▸ Description of the task
Reproduce the entire listing below, keeping every line unchanged and in its original order.

Collected data entries
(begin)
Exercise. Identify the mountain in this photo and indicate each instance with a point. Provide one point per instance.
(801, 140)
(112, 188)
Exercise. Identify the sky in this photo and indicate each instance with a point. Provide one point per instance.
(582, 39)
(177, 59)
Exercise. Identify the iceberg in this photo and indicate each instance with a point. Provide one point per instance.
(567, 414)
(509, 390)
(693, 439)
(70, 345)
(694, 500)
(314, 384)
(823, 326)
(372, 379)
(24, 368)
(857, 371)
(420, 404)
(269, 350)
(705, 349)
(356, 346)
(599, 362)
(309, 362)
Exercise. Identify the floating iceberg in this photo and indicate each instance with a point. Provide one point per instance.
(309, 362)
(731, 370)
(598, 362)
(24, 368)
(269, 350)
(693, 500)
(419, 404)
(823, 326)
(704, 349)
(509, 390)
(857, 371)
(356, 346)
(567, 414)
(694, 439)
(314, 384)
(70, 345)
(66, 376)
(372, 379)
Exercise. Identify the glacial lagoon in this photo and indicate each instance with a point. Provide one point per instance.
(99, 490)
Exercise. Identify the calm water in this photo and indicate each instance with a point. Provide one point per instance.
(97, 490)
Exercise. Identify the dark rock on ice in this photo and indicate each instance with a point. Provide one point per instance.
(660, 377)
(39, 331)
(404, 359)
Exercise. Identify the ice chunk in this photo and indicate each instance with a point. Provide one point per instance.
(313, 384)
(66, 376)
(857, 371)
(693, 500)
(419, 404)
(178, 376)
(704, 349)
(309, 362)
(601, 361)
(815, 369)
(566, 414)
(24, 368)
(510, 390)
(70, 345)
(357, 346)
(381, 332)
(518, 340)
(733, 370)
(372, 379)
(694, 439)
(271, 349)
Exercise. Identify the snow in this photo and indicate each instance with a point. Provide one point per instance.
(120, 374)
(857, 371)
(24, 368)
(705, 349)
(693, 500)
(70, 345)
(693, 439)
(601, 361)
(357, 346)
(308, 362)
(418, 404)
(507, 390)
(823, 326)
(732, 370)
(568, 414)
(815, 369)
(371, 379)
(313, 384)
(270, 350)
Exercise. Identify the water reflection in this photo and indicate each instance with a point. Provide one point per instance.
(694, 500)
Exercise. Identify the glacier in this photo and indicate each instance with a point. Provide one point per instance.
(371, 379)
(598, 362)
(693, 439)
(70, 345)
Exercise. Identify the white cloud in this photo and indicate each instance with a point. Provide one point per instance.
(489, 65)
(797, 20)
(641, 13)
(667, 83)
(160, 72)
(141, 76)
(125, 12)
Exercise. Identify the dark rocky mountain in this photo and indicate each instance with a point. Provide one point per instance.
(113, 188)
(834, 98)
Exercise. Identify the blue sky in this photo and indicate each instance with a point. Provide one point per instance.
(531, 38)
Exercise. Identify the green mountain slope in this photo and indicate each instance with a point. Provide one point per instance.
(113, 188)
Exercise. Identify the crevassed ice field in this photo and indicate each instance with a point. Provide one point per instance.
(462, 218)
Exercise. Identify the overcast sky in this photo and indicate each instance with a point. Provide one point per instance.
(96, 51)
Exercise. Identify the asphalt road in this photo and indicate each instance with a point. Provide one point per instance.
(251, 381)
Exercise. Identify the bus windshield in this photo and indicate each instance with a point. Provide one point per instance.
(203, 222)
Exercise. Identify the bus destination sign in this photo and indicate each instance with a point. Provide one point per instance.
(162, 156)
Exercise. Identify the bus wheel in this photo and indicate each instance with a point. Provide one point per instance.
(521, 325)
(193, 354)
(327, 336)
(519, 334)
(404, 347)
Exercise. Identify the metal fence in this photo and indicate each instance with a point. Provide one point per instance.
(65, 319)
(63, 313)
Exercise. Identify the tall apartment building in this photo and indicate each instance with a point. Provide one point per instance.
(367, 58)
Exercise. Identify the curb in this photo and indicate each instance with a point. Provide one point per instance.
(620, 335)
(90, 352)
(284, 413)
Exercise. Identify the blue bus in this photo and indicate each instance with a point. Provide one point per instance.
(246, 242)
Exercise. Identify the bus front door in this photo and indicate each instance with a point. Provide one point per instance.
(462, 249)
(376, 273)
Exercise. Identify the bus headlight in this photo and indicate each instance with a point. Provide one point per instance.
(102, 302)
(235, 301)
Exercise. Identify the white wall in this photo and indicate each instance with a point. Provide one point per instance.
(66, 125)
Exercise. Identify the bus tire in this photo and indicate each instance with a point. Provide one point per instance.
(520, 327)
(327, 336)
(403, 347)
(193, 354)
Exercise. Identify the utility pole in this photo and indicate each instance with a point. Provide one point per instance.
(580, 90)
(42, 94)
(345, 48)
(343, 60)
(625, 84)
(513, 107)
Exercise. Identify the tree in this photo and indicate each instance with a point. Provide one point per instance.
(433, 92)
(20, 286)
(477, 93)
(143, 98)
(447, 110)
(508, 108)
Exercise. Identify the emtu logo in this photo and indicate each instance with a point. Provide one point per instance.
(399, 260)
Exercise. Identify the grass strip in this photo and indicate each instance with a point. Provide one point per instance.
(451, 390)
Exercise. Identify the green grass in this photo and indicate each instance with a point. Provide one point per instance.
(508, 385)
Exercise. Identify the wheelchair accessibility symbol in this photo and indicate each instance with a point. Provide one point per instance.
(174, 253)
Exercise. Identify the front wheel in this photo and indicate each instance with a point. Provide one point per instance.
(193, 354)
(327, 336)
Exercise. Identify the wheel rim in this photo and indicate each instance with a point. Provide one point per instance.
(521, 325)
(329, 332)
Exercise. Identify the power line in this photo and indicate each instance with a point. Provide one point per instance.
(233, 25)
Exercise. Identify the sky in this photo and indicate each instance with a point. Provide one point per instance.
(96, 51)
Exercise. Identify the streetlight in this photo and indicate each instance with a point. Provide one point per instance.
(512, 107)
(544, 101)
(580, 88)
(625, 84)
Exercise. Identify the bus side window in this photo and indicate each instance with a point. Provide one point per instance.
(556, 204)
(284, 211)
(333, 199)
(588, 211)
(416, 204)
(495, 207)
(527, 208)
(end)
▸ Reply
Exercise. Identify the mountain in this photo and indicate each instance with a point. Provide one point per instance.
(801, 140)
(112, 188)
Exercise. Identify the sky in this photo and indicate each instance with a point. Provide one point per instance.
(582, 39)
(177, 59)
Exercise. Identify the iceberg in this photo and indicate each instance with a point. Provide one point per instance.
(567, 414)
(509, 390)
(693, 439)
(70, 345)
(694, 500)
(314, 384)
(823, 326)
(372, 379)
(24, 368)
(857, 371)
(420, 404)
(269, 350)
(705, 349)
(356, 346)
(599, 362)
(309, 362)
Exercise. Identify the floating iceberg in this photo and indicate each instance with a point. Provide one point per instance.
(309, 362)
(731, 370)
(598, 362)
(24, 368)
(269, 350)
(693, 500)
(419, 404)
(823, 326)
(704, 349)
(509, 390)
(857, 371)
(356, 346)
(567, 414)
(694, 439)
(314, 384)
(70, 345)
(66, 376)
(372, 379)
Exercise. Identify the glacial lagoon in this photo and indicate each instance with a point. Provide one point per instance.
(99, 490)
Exercise. Identify the calm water in this photo and indicate each instance with a point. Provide one point per instance.
(97, 490)
Exercise. Identify the dark rock on ice in this photo and indicate each instance with a point. Provide one point per instance.
(660, 377)
(39, 331)
(404, 359)
Exercise. Identify the ice chunk in this photo and indicate each instance with a point. Provide one point per instance.
(313, 384)
(66, 376)
(857, 371)
(693, 500)
(419, 404)
(178, 376)
(704, 349)
(309, 362)
(601, 361)
(815, 369)
(566, 414)
(24, 368)
(510, 390)
(70, 345)
(357, 346)
(381, 332)
(518, 340)
(733, 370)
(372, 379)
(694, 439)
(271, 349)
Exercise. Identify the snow in this photo and indicate each instance with a point. Provide one point per instance.
(120, 374)
(857, 371)
(24, 368)
(705, 349)
(693, 500)
(70, 345)
(693, 439)
(601, 361)
(357, 346)
(308, 362)
(418, 404)
(507, 390)
(823, 326)
(732, 370)
(568, 414)
(815, 369)
(371, 379)
(313, 384)
(270, 350)
Exercise. Identify the water reflection in this photo and indicate each instance with a point. Provide one point per instance.
(694, 500)
Exercise. Identify the glacier in this photo and indicate each instance with a point. Provide one point per instance.
(371, 379)
(598, 362)
(693, 439)
(70, 345)
Exercise. Identify the white cloud in this photo and indicate each instance with a point. Provide one point per instance.
(489, 65)
(797, 20)
(641, 13)
(667, 83)
(160, 72)
(141, 76)
(125, 12)
Exercise. Identify the dark rocky mountain in this photo and indicate each instance with a point. Provide one point per instance.
(113, 188)
(834, 98)
Exercise. Identify the blue sky in this photo and indicate each instance with a point. Provide one point per instance.
(531, 38)
Exercise. Identify the green mountain slope in this photo and indicate each instance with a point. Provide one point per instance.
(113, 188)
Exercise. Identify the crevassed ice field in this photo and indicate each instance with a point. Provide one point per instance.
(462, 218)
Exercise. Identify the overcast sky in this photo and indicate each instance with a point. Provide one point per instance.
(96, 51)
Exercise. Identify the asphalt road in this photo and indicate each instance with a point. Provide one point per instance.
(251, 381)
Exercise. Identify the bus windshield in this photo and indicate each instance with a point. Provide one point per instance.
(203, 222)
Exercise. Identify the bus destination sign in this photo and indicate each instance with a point. Provide one point per instance.
(162, 156)
Exercise. Identify the bus wheel in this photo and indicate each instance with a point. Provide one point per instance.
(521, 325)
(193, 354)
(327, 336)
(519, 334)
(404, 347)
Exercise. Identify the metal fence in this photo and indicate each instance with a point. Provide one point per instance.
(65, 319)
(63, 313)
Exercise. Identify the tall apartment building in this photo and indicate each instance with a point. Provide one point per instance.
(367, 58)
Exercise. Identify the curb in this photo and indicate each instance with a point. Provide one point per instance.
(620, 335)
(90, 352)
(284, 413)
Exercise. Identify the blue bus in this photo and indicate each instance with a point. Provide one point per instance.
(246, 242)
Exercise. Identify the bus front door in this photo and indicate each instance with a point. Provide one point per instance.
(462, 249)
(376, 273)
Exercise. Identify the bus headlight in this photo and indicate each instance with a point. Provide one point per instance.
(102, 302)
(235, 301)
Exercise. Identify the white wall in this photo and indicate each instance with a point. Provide one point per instance.
(66, 125)
Exercise. Identify the bus tire in this photo and indicate each instance with a point. Provide one point per instance.
(520, 327)
(327, 336)
(403, 347)
(193, 354)
Exercise. Identify the utility pole in this photo and indicate each instance with a point. Provide one point per instance.
(580, 90)
(42, 94)
(345, 48)
(343, 60)
(625, 84)
(513, 107)
Exercise. Identify the tree in this photo and indicate each instance with a point. Provide one point per instance.
(433, 92)
(20, 286)
(477, 93)
(143, 98)
(447, 110)
(508, 108)
Exercise. Identify the emtu logo in this photo and indicate each instance with a point. Provide one point per instance.
(399, 260)
Exercise. Identify the grass strip in this photo and indicate each instance with a point. Provide one point per instance.
(451, 390)
Exercise. Identify the green grass in this photo and indicate each instance with a point. Provide one point per instance.
(508, 385)
Exercise. Identify the wheelchair accessibility symbol in this photo and indicate each instance with a point. Provide one point per instance.
(174, 253)
Exercise. Identify the front wheel in this photo and indicate each instance with a point. Provide one point per instance.
(193, 354)
(327, 336)
Exercise. Identify the wheel rim in this photo and indicate each instance with a point. Provide one point per instance.
(521, 325)
(329, 332)
Exercise. Identify the power line in this photo and indicate each instance with a point. Provide one point per instance.
(233, 25)
Exercise. Identify the sky in this photo and indicate each instance with a point. Provide one point per instance.
(96, 51)
Exercise. Identify the streetlight in this photo and indicate each instance with a point. Provide one point per instance.
(512, 107)
(544, 101)
(580, 88)
(625, 84)
Exercise. Identify the bus side window in this photo and indicate each instance with a point. Provide one point per instance.
(556, 204)
(284, 211)
(333, 199)
(588, 211)
(416, 204)
(495, 207)
(527, 208)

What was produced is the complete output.